*ABOUT THIS TASK*. With the pictures left out, every record must be reproduced exactly.

(DATASET EXTRACT Opens)

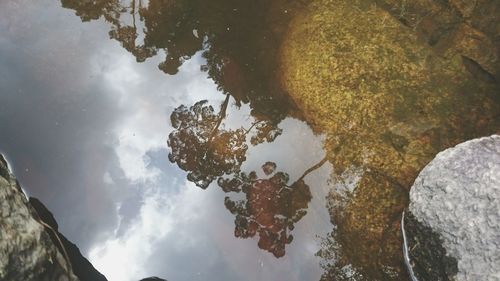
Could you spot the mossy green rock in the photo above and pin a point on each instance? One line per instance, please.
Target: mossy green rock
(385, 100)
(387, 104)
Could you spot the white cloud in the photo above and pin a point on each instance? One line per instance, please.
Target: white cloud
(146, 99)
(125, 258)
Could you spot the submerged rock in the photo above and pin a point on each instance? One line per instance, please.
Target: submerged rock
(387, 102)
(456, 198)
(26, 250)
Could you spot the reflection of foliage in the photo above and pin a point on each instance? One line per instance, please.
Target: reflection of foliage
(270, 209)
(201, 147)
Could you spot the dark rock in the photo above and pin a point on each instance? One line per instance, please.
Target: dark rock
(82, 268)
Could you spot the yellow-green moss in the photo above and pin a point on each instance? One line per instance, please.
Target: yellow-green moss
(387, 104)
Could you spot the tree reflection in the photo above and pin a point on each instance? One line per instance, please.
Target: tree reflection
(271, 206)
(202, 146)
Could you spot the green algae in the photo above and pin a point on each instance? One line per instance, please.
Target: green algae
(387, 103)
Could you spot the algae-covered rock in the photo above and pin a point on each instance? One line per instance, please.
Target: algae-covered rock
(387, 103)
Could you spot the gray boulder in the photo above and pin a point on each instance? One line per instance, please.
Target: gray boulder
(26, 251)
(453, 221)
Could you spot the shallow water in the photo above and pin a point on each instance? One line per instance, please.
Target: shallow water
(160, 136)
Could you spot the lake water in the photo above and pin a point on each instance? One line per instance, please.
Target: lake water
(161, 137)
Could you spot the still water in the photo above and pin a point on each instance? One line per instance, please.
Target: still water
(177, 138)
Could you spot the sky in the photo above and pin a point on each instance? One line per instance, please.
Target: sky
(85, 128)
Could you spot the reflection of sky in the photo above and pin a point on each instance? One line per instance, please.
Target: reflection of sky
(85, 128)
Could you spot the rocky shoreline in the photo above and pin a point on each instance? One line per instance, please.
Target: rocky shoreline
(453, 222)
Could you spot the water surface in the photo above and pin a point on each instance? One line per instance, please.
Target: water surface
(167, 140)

(DATASET EXTRACT Closes)

*FINAL ANSWER*.
Could you spot the mossy green rock in the photo above and pin a point on each instance? One line per instance, please.
Target: mossy green rock
(385, 100)
(387, 104)
Could you spot the white cloud in the photo above and pin a point on each instance? One line per instance, please.
Target: white cloud
(146, 99)
(125, 258)
Could you spot the submerged rock in the photo above and pin a point on each instance? One line per instance, please.
Target: submerged rock
(387, 102)
(456, 198)
(26, 250)
Could you spot the reflection of foliage in the photo above and pin a point on each instance? One line per instance, please.
Target: reflection of foliage
(270, 209)
(201, 147)
Could you spot the dark rock in the photo above and pin a point on each instance? One line per instance, please.
Target: dark rock
(82, 268)
Could you spot the yellow-green moss in the photo above and pin a point on each instance? One line per instance, please.
Target: yellow-green moss
(387, 104)
Could you spot the tree reflection in the photo above and pin a point on each instance? One line per instance, please.
Target: tree reflection
(271, 206)
(202, 146)
Could you spot the green algae in the photo above and pin a point on each instance? One line per instance, please.
Target: green algae
(387, 103)
Could you spot the algae-covered rock in the photo above and pin a point on each instance? One line per instance, please.
Target: algae-covered rock
(387, 103)
Could you spot the gray boulder in the photo above and pin a point on each instance? One line per instance, please.
Target: gray boulder
(26, 251)
(453, 221)
Could you spot the shallow water in the photo above and pin a point on each instance? One line per instance, please.
Target: shallow water
(160, 136)
Could you spot the lake water in the photo above and pin a point on each instance? One line per instance, please.
Target: lake water
(161, 137)
Could you spot the still water in the photo above and pin a point on each instance? One line per instance, please.
Target: still water
(177, 138)
Could you spot the sky in the photo above and pin a point on each instance? One line per instance, please.
Target: sky
(85, 128)
Could you spot the reflection of sky in the photo above and pin a point on each instance? One line per instance, please.
Target: reflection of sky
(85, 128)
Could you spot the rocky shoreline in the photo above and pin a point on each instance? One line per instance, please.
Target: rocky shoreline
(453, 222)
Could you spot the water surface in the photo above and pin a point on each instance? One line per instance, please.
Target: water surface
(167, 140)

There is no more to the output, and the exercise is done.